### OBJECTIVE
Rewrite the material below with "broad green leaf" changed to "large green leaf" and every other line and word kept the same. Leave the pictures out of your version.

### Collected data entries

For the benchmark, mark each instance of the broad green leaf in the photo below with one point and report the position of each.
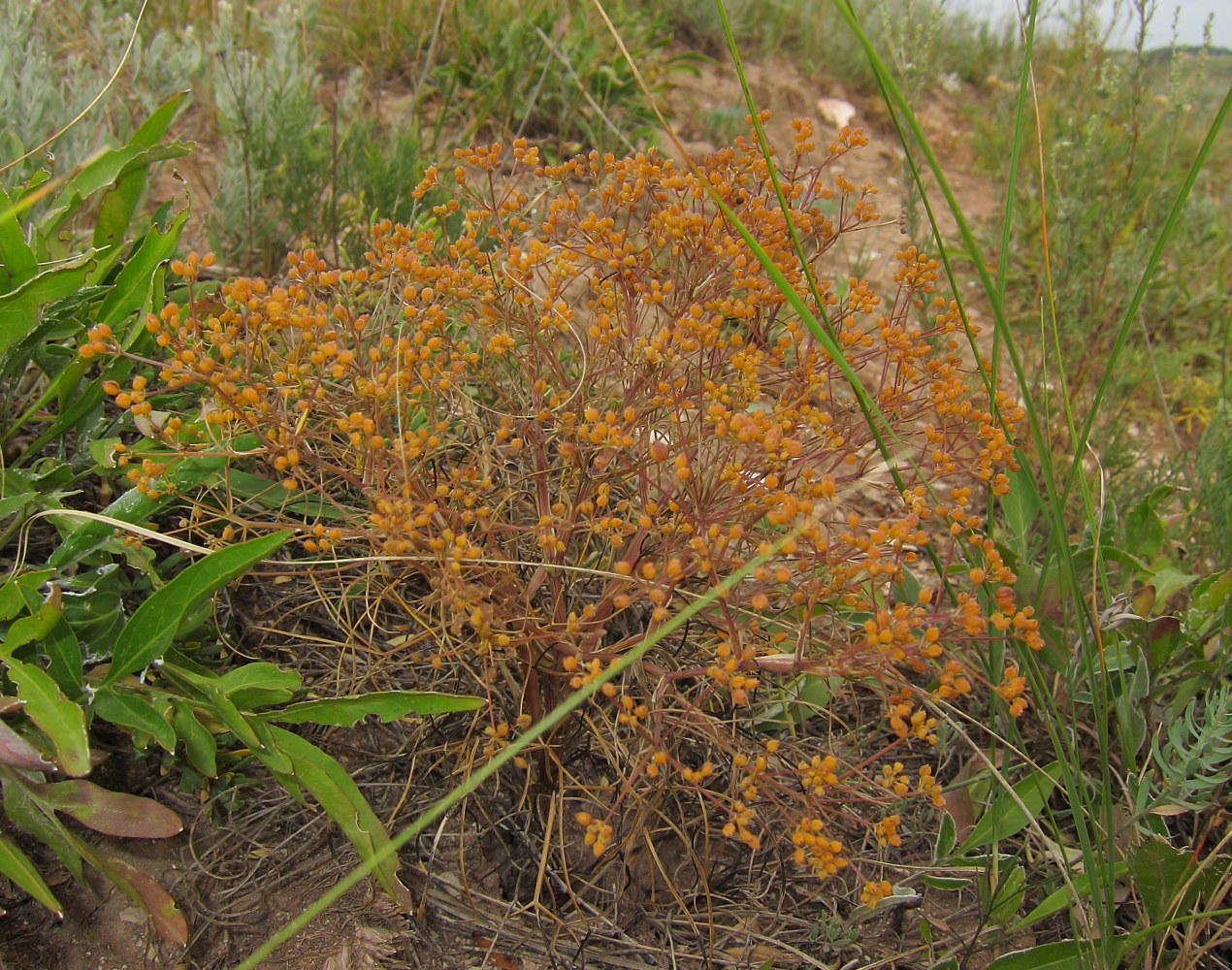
(64, 659)
(16, 752)
(9, 504)
(58, 718)
(101, 172)
(273, 496)
(132, 287)
(19, 593)
(17, 866)
(44, 825)
(1068, 954)
(258, 686)
(135, 711)
(388, 705)
(111, 812)
(121, 201)
(1213, 592)
(1168, 579)
(19, 307)
(154, 624)
(30, 629)
(268, 748)
(17, 260)
(1144, 528)
(1164, 879)
(1064, 897)
(946, 838)
(226, 711)
(329, 783)
(149, 895)
(1004, 818)
(199, 743)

### ANSWER TO THE PROBLEM
For the benchmark, mark each instance of the large green leaf in the photo below with one point and report the position of each.
(64, 659)
(16, 752)
(9, 504)
(58, 718)
(101, 172)
(273, 496)
(132, 287)
(19, 593)
(17, 866)
(44, 825)
(1068, 954)
(258, 686)
(135, 711)
(388, 705)
(111, 812)
(121, 201)
(1213, 592)
(1168, 579)
(19, 307)
(154, 624)
(30, 629)
(268, 748)
(17, 260)
(1144, 528)
(1164, 879)
(1064, 897)
(946, 838)
(226, 711)
(329, 783)
(149, 895)
(1004, 818)
(199, 743)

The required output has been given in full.